**Exercise aim**
Echo back everything from the start of the records down to the line containing "POLYGON ((266 134, 261", with both ends included.

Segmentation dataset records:
+ + +
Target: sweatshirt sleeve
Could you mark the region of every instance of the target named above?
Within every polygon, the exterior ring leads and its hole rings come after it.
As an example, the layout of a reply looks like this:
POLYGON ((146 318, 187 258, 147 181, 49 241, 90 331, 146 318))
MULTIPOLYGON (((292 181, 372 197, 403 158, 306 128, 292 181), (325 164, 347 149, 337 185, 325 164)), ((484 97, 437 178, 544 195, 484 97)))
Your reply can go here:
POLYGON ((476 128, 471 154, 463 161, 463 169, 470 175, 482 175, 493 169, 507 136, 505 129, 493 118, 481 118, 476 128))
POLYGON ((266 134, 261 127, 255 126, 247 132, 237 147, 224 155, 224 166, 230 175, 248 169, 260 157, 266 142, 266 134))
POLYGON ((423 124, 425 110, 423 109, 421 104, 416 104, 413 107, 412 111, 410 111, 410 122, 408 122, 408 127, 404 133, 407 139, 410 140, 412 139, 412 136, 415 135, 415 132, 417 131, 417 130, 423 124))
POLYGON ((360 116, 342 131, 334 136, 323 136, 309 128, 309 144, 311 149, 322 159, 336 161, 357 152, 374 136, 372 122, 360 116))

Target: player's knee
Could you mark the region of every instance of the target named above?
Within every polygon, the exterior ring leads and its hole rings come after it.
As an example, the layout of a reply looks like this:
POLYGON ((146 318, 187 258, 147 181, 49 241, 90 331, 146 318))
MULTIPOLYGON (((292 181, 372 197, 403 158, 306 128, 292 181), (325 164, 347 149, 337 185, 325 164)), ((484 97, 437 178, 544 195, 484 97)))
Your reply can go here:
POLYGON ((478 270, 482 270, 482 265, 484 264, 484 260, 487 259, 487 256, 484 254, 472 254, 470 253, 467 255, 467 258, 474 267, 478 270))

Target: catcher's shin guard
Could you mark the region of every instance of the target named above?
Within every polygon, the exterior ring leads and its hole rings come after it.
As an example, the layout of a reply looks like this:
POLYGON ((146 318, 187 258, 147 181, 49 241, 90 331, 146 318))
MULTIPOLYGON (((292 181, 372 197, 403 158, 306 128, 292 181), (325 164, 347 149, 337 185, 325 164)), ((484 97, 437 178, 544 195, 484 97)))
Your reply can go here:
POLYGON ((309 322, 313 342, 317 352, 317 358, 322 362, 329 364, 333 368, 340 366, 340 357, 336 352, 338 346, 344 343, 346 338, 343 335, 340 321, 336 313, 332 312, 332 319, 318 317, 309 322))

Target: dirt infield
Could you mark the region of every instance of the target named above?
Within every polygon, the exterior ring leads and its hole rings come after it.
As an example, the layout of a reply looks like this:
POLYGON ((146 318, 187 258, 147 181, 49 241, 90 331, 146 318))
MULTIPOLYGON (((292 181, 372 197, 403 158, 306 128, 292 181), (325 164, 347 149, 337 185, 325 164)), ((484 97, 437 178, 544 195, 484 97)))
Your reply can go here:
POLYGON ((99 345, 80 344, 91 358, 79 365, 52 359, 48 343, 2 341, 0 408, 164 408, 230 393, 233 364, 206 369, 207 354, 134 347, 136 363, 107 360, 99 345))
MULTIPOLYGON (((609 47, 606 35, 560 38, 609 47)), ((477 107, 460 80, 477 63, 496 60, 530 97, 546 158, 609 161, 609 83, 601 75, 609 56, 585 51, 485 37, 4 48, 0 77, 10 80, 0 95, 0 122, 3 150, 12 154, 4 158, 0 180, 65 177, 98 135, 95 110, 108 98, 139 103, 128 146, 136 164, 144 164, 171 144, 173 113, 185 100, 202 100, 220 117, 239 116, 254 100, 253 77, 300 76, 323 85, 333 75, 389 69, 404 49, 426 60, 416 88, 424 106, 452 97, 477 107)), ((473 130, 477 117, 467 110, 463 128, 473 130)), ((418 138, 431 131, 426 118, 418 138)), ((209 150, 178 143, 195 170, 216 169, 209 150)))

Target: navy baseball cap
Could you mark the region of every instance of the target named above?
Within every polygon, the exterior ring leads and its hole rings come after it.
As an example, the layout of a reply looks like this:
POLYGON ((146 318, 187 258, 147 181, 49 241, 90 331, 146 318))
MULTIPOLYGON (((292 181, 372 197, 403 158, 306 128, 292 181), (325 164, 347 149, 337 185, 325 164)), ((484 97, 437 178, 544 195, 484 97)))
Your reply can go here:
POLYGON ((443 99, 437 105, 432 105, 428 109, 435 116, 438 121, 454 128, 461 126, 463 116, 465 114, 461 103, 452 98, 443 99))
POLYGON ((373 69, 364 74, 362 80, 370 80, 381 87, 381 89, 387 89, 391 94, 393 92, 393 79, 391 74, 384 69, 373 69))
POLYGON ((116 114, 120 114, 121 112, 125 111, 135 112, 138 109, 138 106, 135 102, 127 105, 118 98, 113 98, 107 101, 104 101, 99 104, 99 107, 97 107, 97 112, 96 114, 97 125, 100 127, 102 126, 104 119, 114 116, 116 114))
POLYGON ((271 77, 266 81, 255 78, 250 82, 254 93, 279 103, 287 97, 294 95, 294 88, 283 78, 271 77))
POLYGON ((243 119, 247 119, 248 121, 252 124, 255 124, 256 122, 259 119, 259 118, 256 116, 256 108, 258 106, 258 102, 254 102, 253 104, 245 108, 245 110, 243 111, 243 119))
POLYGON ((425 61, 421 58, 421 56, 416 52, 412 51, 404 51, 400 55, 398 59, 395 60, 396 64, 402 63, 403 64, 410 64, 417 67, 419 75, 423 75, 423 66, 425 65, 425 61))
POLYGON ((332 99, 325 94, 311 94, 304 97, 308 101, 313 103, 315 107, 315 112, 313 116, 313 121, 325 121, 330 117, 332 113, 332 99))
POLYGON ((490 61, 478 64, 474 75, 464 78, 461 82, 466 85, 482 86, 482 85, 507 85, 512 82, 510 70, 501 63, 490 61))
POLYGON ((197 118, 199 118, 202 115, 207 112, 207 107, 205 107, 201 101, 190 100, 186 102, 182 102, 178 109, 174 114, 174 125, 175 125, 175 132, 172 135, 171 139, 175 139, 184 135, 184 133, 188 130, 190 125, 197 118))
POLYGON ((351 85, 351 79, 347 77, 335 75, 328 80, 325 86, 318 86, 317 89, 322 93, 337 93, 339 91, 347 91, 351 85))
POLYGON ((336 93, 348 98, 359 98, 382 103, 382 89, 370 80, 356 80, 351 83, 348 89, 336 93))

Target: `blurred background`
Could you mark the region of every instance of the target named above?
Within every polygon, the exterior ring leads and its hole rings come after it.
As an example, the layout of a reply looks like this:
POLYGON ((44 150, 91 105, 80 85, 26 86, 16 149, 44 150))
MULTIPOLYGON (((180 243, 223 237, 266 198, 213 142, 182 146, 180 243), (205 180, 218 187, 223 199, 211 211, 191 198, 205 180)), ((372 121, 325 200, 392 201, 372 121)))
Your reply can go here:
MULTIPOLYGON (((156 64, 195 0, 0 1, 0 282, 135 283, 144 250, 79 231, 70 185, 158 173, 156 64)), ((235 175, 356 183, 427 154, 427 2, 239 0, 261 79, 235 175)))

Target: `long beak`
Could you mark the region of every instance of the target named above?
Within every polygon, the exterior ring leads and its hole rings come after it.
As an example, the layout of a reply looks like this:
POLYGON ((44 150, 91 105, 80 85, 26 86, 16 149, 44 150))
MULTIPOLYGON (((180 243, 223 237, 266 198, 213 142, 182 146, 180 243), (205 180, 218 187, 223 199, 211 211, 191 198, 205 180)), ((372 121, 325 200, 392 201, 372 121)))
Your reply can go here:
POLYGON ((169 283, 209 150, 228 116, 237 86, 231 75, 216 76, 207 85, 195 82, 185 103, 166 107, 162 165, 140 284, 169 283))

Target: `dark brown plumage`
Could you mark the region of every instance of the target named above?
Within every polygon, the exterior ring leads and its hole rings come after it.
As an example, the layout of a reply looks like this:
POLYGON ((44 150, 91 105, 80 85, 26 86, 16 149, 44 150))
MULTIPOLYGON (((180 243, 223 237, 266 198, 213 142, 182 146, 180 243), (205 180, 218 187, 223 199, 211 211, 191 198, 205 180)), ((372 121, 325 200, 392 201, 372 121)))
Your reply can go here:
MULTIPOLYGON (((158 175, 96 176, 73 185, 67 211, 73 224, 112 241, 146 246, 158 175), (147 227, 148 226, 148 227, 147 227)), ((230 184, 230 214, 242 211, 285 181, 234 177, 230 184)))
+ + +
**Reply to the task**
Target: sweatshirt sleeve
Could you mark the region of every instance of the target named above?
Within every polygon, the exterior ring leads and its hole rings come after it.
As an example, the layout of a reply looks like this:
POLYGON ((146 318, 187 258, 147 181, 49 241, 90 331, 146 318))
MULTIPOLYGON (((292 181, 372 197, 403 158, 306 128, 292 181), (325 164, 347 149, 337 185, 325 164)), ((484 97, 437 178, 544 195, 484 97)))
Your reply can go here:
POLYGON ((476 128, 471 154, 463 161, 463 169, 470 175, 482 175, 493 169, 507 136, 505 129, 493 118, 481 118, 476 128))
POLYGON ((266 134, 261 127, 255 126, 247 132, 237 147, 224 155, 224 166, 230 175, 248 169, 260 157, 266 142, 266 134))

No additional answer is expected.